VITE E FATTI MEMORABILI (ALMENO PER ORA)

VITE E FATTI MEMORABILI (ALMENO PER ORA)

Il calcio di Bruno Pizzul

 

di Guido Barlozzetti

È stato l’ultimo telecronista del calcio assunto nell’immaginario collettivo del Paese. Dopo Nicolò Carosio e Nando Martellini arrivò lui, Bruno Pizzul e quando comincio ad applicarsi alle telecronache ci fu chi rimpiangeva quegli illustri predecessori. Ma Pizzul fece presto a insediarsi nelle abitudini degli Italiani e a conquistare la oro simpatia. È morto a un passo dagli 87 anni, li avrebbe compiuti sabato prossimo, essendo nato a Cormons nel 1938. Se ne va una stella, sobria, elegante, ironica, nel firmamento di una televisione che non c’è più.

Non si tratta di rimpiangere di avere nostalgie. I tempi sono radicalmente cambiati, il calcio riempi gli schermi televisivi tutti i giorni e a tutte le ore, non è più il rito proposto con parsimonia del quale lui è stato l’ultimo sacerdote. Non si tratta di fare classifiche o di dare i voti, ci sono tanti telecronisti bravi in giro, alla Rai, nella tv commerciale o sulle piattaforme a pagamento, solo che è scomparsa quell’aura che di una partita faceva un evento, in un tempo in cui la quantità a differenza di oggi era rigorosamente limitata. Basti solo pensare che prima dell’esplosione della bolla calcistica, nella televisione del monopolio, stiamo parlando degli anni 60, la domenica si trasmetteva solo un tempo di una partita del campionato di calcio in differita.

Era in quel contesto di scarsità che anche chi raccontava un match diventava una voce affidabile con cui si entrava in sintonia al punto da farne un amico, un compagno di strada complice con il quale si assisteva a un incontro. E Bruno Pizzul, ha accompagnato il pubblico, che si sedeva con lui sugli tribune di uno stadio e veniva introdotto alla partita con colloquiale familiarità e il calore pastoso di una voce. Uno stile mediano, mai sovreccitato o urlato, così equilibrato che poteva arrivare al massimo a un “tutto molto bello” per sottolineare la prodezza di un goal o di una manovra. Pizzul è sempre rimasto fedele alla sua cifra, non ha mai avuto tentazioni spettacolari, si è dato un copione e quello ha rispettato.

=== Cosa si chiede ===
• A. Secondo l'articolo su Bruno Pizzul, in quale luogo e in quale anno è nato il telecronista?
• B. Prosegui l'articolo su Bruno Pizzul partendo dopo l'ultima frase riportata.

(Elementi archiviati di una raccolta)
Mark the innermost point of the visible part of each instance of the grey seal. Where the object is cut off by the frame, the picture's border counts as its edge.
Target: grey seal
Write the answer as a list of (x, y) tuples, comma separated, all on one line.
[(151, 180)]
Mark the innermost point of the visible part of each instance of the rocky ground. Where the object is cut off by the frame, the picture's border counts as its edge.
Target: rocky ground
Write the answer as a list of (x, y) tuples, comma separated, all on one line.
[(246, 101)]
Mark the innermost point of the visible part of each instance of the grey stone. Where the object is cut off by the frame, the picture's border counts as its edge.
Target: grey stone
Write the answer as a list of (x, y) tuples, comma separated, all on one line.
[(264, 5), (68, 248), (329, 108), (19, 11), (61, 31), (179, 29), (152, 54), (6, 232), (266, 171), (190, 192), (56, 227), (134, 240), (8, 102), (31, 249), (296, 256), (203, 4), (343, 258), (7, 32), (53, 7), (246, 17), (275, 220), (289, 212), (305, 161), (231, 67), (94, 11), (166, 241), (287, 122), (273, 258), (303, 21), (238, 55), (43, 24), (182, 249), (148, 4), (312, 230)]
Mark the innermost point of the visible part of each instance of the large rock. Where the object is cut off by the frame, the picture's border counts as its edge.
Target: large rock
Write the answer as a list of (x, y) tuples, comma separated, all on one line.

=== Risposte date ===
• A. È nato a Cormons nel 1938.

• B.
Gli venne anche imputata questa attitudine a sottrarre, ma lui era il telecronista della Rai, del servizio pubblico, come tale un mediatore con tutta la responsabilità che ne conseguiva e quindi con l’obbligo di stabilire un rapporto con lo spettatore fatto di correttezza e rispetto, anche e soprattutto nel linguaggio che usava. Sembrano anni luce rispetto a un’epoca remota, nel tempo della comunicazione così vorticoso qualche decina d’anni diventa una preistoria.

Adesso si ricordano i numeri di una lunga carriera, i cinque campionati mondiali e quattro europei commentati, le tante partite della nazionale seguite dal 1986 alle 2002, ultima partita un’Italia - Slovenia persa dei nostri prodi per 1 a 0.

Nell’effimera mitologia di un medium come la televisione Pizzul resta legato a due situazioni, l’una agli antipodi dell’altra.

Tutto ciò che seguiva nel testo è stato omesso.